# Task objective
Set down each of the lines below word for word, leaving out the pictures.

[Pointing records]
↓

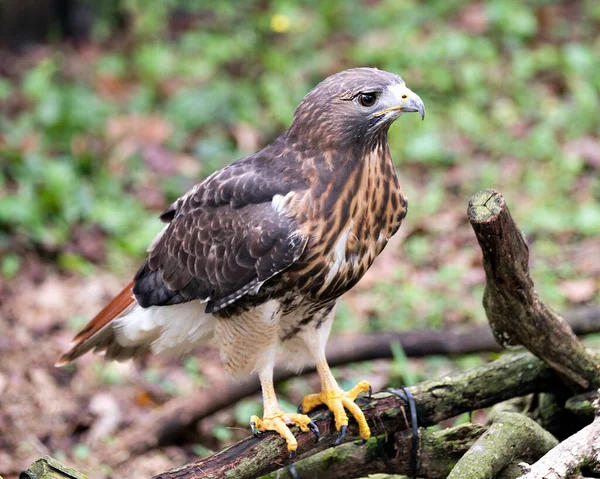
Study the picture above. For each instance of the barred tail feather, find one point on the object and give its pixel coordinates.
(124, 329)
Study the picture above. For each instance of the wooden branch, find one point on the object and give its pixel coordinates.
(510, 435)
(559, 463)
(513, 375)
(516, 313)
(174, 420)
(438, 452)
(49, 468)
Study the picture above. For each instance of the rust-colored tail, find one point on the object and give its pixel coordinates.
(89, 336)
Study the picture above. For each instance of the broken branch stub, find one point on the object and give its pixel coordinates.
(516, 313)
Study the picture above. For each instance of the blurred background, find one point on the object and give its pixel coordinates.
(110, 110)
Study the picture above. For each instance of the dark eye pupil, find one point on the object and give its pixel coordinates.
(367, 99)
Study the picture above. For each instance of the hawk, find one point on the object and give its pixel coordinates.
(261, 251)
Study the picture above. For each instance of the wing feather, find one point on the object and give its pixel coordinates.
(224, 237)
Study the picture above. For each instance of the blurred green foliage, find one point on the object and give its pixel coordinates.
(504, 81)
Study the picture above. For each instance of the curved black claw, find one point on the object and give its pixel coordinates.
(291, 467)
(315, 430)
(341, 436)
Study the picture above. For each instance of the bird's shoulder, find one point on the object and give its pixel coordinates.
(274, 171)
(227, 235)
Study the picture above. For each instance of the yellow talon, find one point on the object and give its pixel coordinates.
(278, 422)
(338, 402)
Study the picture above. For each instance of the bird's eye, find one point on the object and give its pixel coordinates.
(367, 99)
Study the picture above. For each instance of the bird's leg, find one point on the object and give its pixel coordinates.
(274, 419)
(338, 401)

↑

# Exercise output
Study the picture above. For each instance of the barred tail feather, find one point on the object and give its pixel coordinates.
(124, 329)
Study the picture above. For each instance of the wooden branch, find one point on the object and give its pixel coordinates.
(510, 435)
(559, 463)
(513, 375)
(516, 313)
(174, 420)
(438, 452)
(49, 468)
Study the picture above. For each instance of the rust-colored tail, find one point on the object and give its pixel coordinates.
(89, 336)
Study the picture above. For each instance of the broken branch stub, find one point on the object and give its pixel coordinates.
(516, 313)
Study the picture above. For each instance of the blurred background, find one point on the object and give its pixel coordinates.
(110, 110)
Study the picture above. For each instance of the dark eye pupil, find one point on the object and give its pixel coordinates.
(367, 99)
Study the picture above. For each instance of the hawk, find one point on the object and give its pixel coordinates.
(261, 251)
Study the picture above. For each instance of the wing feather, find one point on the object and give its pixel coordinates.
(224, 237)
Study the picture above. For each instance of the blurred green foliage, find one point on the object and give its pixel coordinates.
(504, 81)
Study the picture above. For each instance of the curved black claw, find one point on the object and give its pixel coordinates.
(291, 467)
(315, 430)
(341, 436)
Study the picture above. For each instance of the bird's shoulder, find one point on the object and give its pixel coordinates.
(274, 171)
(227, 235)
Study the picture above. For each instance of the yellow talon, find one point on the object and give its pixel coordinates.
(278, 422)
(338, 402)
Study the picture above. For each instance of the bird's eye, find one point on the object and give its pixel coordinates.
(367, 99)
Study the picture above. For each instance of the bird's leg, find one point on the object and give its pixel coordinates.
(274, 419)
(338, 401)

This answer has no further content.